_What the exercise asks_:
Rewrite the passage of the commentary on Bukele that begins with the words "Nayib Bukele has" and ends with "them in a row.", putting "critics" in place of "political opponents".

_Extract provided_:
⟨

I don’t know about you, but I’ll confess to feeling a momentary bit of envy when reading about how Bukele is dealing with the gangs. There have been plenty of days when it probably would have sounded tempting to send 20,000 soldiers in to team up with the police in parts of New York, Chicago, and Los Angeles to lock up the gangs and the bands of organized retail theft rings. Of course, any such plan would run afoul of the whole posse comitatus situation and be immediately shut down by the courts, and for good reason.

The reality is that once you allow one piece of the constitution to be tabled as a matter of convenience, the entire document is probably on the way to the ash heap. And that’s unfortunately what will probably happen in El Salvador sooner or later. Bukele may be incredibly popular now, but he has seized a vast amount of power for himself and his allies. That sort of power is addicting, as we saw (to a thankfully lesser degree) with our own President, along with too many governors and members of Congress in the early days of the pandemic.

Nayib Bukele has already suspended or simply ignored multiple facets of his country’s constitution. For the time being, he is focusing all of that power on the gangs, leading to his popularity. But he has also transformed his nation into a police state or, more correctly, a military-police state. Sooner or later he will almost undoubtedly turn that power on his political opponents. Bukele has set himself up in the role of a benevolent dictator. But as history has shown us repeatedly, benevolent dictators rarely remain benevolent for long and you never get two of them in a row.

⟩

_Extracted entries_:

⟨

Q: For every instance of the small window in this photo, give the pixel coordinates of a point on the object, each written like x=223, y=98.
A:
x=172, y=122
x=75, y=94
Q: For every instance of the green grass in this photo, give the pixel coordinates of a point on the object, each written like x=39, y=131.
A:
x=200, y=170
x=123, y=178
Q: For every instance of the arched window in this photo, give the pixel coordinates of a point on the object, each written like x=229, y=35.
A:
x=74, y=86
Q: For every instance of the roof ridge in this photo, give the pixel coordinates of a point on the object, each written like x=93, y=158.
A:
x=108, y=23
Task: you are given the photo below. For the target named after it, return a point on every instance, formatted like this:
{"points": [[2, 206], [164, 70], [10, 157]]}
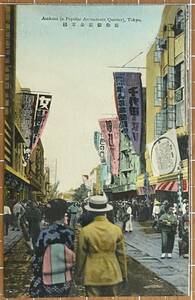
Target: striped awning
{"points": [[171, 186]]}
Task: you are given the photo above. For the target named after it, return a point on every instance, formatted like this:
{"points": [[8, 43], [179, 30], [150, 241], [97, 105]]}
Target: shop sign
{"points": [[110, 132], [41, 115], [128, 100], [100, 145], [164, 154]]}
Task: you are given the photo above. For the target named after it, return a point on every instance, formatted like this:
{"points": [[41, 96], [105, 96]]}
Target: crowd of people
{"points": [[70, 242]]}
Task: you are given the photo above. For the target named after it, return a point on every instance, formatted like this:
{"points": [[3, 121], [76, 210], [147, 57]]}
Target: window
{"points": [[158, 91], [179, 22], [160, 123], [180, 114], [171, 116], [171, 77], [161, 44], [179, 75]]}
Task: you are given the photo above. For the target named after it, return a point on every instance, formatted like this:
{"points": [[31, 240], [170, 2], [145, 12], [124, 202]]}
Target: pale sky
{"points": [[72, 63]]}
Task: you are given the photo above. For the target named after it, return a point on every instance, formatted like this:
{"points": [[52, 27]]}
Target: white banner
{"points": [[164, 154]]}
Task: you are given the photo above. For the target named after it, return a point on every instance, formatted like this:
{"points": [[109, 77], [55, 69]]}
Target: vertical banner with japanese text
{"points": [[41, 115], [100, 146], [28, 106], [110, 131], [128, 99]]}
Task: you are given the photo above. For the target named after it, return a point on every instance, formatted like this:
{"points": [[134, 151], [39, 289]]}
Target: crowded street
{"points": [[147, 273], [96, 168]]}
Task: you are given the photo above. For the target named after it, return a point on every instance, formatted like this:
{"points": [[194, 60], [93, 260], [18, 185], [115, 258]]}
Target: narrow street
{"points": [[147, 274]]}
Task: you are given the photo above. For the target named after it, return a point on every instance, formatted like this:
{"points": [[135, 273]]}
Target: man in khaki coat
{"points": [[100, 252]]}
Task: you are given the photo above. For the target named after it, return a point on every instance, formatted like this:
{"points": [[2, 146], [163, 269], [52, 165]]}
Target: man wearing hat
{"points": [[100, 256]]}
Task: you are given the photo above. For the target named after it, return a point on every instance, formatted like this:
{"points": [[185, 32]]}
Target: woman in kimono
{"points": [[54, 256]]}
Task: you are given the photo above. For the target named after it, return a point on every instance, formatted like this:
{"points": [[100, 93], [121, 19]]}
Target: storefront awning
{"points": [[171, 186]]}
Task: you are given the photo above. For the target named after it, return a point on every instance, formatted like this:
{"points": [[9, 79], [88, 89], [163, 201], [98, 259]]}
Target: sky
{"points": [[72, 61]]}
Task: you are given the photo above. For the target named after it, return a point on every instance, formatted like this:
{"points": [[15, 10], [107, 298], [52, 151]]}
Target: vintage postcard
{"points": [[96, 139]]}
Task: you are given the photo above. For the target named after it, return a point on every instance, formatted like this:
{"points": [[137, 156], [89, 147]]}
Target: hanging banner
{"points": [[41, 115], [110, 131], [100, 146], [128, 100], [28, 105], [164, 154]]}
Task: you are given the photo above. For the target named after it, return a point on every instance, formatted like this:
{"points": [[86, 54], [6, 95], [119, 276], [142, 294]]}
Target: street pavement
{"points": [[11, 239], [145, 247]]}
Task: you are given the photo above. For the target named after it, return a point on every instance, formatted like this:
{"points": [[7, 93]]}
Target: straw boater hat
{"points": [[98, 204]]}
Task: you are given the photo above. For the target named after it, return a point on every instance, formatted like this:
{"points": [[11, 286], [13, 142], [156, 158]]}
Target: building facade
{"points": [[167, 105]]}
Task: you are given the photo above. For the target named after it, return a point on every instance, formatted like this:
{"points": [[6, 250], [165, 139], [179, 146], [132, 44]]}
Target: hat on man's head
{"points": [[55, 209], [98, 204]]}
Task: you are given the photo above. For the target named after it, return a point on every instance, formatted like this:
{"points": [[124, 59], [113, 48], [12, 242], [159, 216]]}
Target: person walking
{"points": [[33, 217], [128, 224], [100, 252], [18, 211], [6, 219], [54, 256], [184, 234], [168, 227], [73, 211]]}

⟩

_Answer section_:
Nayib Bukele has already suspended or simply ignored multiple facets of his country’s constitution. For the time being, he is focusing all of that power on the gangs, leading to his popularity. But he has also transformed his nation into a police state or, more correctly, a military-police state. Sooner or later he will almost undoubtedly turn that power on his critics. Bukele has set himself up in the role of a benevolent dictator. But as history has shown us repeatedly, benevolent dictators rarely remain benevolent for long and you never get two of them in a row.